**SOURCE PASSAGE**:
· · · · · · ·
Thursday, April 3, 2014

Rich people's money: one collector's gift to us all -- April 3, 2014 column

By MARSHA MERCER
James Phillips was 34 when he perished in the Spanish flu pandemic of 1918, just 13 months after his father suddenly died.  James’s younger brother, Duncan, 32, was devastated.
“There came a time when sorrow all but overwhelmed me,” Duncan Phillips later wrote. “Then I turned to my love of painting for the will to live.”
In his grief, Phillips resolved to create a memorial worthy of his brother and father, who enjoyed collecting art. He would create a small museum that featured the “art of our best men…open at all times to the people of Washington and the strangers within our gates,” he wrote a friend.
Using his inheritance – his maternal grandfather was a co-founder of the Jones and Laughlin Steel Co. -- Phillips opened his gallery dedicated to modern art in his family’s mansion near Dupont Circle in 1921.
He devoted his life to the project. When he died of a heart attack at 79 in 1966, Phillips had a collection of nearly 2,000 paintings, 1,400 by American artists. The most famous painting is “Luncheon of the Boating Party” by Renoir, an early acquisition for $100,000. Phillips left us one of the nation’s finest private museums.
His life, like that of many other 20th century philanthropists, has largely faded from most Americans’ memory. Now, however, The Phillips Collection’s “Made in the USA” exhibit freshens the story of his extraordinary role as a patron of the arts -- and not a moment too soon.  
There’s much concern in the art world about whether the next generation will support art museums the way their predecessors did. As boomers leave the stage, museums worry how to appeal to digital-centric young benefactors. The young also seem more drawn to solve social problems than to support the arts. Phillips was willing to wait for history to judge whether his paintings were great art. Millennials like to see immediate results of their contributions.
And then there’s the moral question. Say you have $100,000 to give. Which is the better use of your $100,000 donation: your local art museum for a new wing to better display its collection or a group working to reduce trachoma, an eye disease that affects children in developing countries and leads to blindness?
That is the provocative question posed by Peter Singer, a bioethics professor at Princeton, in an op-ed last year in The New York Times. It’s hard to argue with Singer’s conclusion that the health expenditure leads to a bigger improvement in the lives of those affected.
· · · · · · ·
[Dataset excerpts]
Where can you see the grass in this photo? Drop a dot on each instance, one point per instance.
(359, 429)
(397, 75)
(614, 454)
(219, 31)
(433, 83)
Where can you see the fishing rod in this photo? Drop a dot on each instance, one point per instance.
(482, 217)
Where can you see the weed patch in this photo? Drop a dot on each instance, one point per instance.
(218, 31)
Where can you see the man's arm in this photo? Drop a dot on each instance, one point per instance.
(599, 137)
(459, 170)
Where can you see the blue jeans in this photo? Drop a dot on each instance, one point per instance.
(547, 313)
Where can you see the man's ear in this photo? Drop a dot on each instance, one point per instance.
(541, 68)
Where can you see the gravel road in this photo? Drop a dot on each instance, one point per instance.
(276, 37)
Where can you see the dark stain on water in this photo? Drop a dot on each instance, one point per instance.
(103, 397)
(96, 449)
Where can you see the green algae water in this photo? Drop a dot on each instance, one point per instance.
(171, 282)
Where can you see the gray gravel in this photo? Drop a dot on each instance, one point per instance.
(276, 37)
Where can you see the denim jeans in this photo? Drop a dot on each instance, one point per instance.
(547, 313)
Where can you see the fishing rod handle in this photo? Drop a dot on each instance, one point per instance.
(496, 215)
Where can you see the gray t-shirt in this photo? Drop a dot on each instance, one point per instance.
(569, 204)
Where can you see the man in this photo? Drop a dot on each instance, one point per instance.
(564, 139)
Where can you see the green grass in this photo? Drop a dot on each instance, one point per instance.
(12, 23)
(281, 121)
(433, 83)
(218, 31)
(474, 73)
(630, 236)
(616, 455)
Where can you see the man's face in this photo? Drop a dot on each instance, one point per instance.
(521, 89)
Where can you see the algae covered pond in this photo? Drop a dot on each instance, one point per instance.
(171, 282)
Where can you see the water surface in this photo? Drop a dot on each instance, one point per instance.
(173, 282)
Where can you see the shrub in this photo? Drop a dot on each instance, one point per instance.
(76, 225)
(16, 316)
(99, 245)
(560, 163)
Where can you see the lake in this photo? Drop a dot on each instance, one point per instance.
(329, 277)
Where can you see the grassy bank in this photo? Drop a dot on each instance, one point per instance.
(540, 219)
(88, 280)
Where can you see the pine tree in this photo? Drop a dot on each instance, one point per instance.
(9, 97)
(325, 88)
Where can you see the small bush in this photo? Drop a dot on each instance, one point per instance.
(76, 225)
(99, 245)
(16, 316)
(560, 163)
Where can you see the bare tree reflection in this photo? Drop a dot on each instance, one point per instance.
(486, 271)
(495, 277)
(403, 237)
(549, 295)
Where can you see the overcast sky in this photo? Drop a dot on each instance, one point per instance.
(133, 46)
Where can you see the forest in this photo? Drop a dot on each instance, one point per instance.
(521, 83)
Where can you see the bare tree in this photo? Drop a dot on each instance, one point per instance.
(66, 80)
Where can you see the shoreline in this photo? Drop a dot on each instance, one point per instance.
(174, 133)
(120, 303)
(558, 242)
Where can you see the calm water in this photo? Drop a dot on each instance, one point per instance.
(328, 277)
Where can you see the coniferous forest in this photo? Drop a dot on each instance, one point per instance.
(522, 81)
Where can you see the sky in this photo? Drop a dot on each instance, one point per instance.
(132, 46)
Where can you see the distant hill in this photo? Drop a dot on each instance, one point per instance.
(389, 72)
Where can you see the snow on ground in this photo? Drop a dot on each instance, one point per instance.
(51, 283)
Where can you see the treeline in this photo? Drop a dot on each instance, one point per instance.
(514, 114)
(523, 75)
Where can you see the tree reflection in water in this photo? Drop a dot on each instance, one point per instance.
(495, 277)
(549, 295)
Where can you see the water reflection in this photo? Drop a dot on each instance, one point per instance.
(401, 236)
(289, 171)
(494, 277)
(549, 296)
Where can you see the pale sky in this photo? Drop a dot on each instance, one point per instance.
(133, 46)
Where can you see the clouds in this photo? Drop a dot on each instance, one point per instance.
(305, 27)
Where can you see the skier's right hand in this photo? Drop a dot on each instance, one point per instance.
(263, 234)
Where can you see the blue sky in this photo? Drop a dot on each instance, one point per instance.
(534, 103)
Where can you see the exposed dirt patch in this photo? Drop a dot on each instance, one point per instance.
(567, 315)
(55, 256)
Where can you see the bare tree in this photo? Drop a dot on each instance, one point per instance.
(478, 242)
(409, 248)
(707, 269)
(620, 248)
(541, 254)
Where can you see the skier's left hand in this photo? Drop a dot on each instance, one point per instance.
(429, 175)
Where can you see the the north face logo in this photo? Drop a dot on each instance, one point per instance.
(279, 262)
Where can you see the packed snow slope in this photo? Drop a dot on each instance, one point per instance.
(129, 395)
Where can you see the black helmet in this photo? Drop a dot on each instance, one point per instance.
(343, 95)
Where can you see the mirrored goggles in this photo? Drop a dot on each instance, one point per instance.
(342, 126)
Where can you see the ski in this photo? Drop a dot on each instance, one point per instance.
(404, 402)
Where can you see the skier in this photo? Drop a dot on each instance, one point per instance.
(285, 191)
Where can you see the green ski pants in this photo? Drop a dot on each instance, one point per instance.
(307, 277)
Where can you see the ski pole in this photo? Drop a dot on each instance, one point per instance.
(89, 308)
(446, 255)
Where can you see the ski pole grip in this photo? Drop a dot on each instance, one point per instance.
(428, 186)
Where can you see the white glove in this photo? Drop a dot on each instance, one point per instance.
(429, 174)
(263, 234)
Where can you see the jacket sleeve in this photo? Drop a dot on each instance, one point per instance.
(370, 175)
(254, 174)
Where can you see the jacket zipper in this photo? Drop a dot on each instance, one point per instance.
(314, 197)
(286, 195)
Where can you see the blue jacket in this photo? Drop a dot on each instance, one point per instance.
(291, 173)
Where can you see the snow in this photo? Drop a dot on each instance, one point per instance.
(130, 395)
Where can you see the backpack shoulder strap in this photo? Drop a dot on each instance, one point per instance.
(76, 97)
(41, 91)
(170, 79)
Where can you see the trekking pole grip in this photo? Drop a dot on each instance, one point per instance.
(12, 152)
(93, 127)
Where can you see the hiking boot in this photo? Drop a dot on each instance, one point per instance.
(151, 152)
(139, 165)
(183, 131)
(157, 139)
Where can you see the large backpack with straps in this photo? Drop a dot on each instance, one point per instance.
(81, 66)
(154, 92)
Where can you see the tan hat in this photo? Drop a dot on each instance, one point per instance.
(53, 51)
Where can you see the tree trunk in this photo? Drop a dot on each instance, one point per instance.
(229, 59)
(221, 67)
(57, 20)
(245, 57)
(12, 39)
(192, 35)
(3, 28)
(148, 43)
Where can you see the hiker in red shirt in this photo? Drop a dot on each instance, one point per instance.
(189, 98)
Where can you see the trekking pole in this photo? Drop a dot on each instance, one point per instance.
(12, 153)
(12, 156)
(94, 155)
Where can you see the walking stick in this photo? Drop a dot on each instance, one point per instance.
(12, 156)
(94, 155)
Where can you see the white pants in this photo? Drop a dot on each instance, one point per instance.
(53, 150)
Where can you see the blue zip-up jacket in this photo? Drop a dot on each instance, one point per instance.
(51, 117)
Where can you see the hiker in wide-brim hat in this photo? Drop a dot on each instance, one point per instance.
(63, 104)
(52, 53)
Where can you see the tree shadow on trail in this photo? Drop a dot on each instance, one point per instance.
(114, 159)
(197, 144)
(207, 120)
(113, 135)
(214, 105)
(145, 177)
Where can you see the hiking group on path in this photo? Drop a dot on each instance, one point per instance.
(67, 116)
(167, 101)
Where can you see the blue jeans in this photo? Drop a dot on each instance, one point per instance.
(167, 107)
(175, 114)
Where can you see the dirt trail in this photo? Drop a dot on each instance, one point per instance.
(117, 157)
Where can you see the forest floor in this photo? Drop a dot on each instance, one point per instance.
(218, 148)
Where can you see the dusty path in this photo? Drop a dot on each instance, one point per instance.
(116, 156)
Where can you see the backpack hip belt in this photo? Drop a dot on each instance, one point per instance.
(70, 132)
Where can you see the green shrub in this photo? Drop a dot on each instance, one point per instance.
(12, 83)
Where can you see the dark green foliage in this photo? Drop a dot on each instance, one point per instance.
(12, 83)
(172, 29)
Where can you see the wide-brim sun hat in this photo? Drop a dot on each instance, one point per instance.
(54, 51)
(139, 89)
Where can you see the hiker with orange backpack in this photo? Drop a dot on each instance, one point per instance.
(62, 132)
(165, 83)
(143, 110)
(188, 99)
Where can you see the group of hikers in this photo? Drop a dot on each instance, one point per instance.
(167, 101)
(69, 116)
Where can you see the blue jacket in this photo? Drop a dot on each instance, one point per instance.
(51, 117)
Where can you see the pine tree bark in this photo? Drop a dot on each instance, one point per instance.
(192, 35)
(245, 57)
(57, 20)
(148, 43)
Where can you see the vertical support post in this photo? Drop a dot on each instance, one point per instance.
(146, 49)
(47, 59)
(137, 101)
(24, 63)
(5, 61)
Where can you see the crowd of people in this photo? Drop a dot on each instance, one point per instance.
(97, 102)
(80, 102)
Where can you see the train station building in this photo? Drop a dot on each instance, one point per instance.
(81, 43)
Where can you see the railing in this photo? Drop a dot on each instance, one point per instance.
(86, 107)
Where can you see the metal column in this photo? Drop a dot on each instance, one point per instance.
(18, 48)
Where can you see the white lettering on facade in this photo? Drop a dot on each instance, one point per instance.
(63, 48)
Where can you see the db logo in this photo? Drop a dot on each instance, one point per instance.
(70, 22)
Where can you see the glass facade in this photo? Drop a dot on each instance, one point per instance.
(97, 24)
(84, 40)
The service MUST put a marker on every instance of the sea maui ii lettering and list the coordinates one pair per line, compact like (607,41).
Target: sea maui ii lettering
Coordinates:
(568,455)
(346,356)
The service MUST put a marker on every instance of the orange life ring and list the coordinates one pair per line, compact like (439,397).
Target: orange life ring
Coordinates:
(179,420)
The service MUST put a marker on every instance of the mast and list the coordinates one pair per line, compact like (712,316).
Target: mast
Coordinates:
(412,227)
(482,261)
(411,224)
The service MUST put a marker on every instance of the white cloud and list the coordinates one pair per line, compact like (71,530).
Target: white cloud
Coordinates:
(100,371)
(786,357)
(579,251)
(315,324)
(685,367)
· · · · · · ·
**EXERCISE TASKS**:
- a) Turn the paragraph that opens "He devoted his life to the project" in the column about Duncan Phillips into a short bulleted list that keeps its main facts.
- b) Pick up the column on Duncan Phillips and art philanthropy after its final sentence, and write the next few paragraphs.

**RESPONSES**:
- a)
- Phillips devoted his life to the museum.
- He died of a heart attack in 1966, at age 79.
- By then his collection held nearly 2,000 paintings, 1,400 of them by American artists.
- Its most famous painting is Renoir's "Luncheon of the Boating Party," an early purchase for $100,000.
- He left one of the nation's finest private museums.

- b)
And yet, people give with their hearts, not just their heads. Phillips had a personal connection with art; he and his brother had begun to collect paintings and to advise their parents on purchases. He knew that visiting an art museum nourishes and expands our human spirit and inspires us to think beyond ourselves.
“Art offers two great gifts of emotion—the emotion of recognition and the emotion of escape. Both emotions take us out of the boundaries of self,” Phillips wrote.
Phillips took a leap of faith, opening his gallery before American art and modern art were appreciated. The Phillips opened before both the Museum of Modern Art and the Whitney Museum of American Art in New York.
Phillips bought and exhibited paintings by little-known artists, often giving a young painter his first museum show. (Yes, they were mostly men.) He also supported struggling artists with annual stipends, including Arthur G. Dove, who wrote Phillips: “You have no idea what sending on those checks means to me at this time…It has been marvelous.”
 “Made in the USA” includes more than 200 works by 120 American artists, including Thomas Eakins, Marsden Hartley, Edward Hopper, John Marin and Georgia O’Keeffe.  It reflects Phillips’ determination to be a “beneficent force in the community where I live” because “art is part of the social purpose of the world.”
If you can’t stop by the exhibit before it ends Aug. 31, visit the Phillips website, www.phillipscollection.org. I’d love to hear what you think.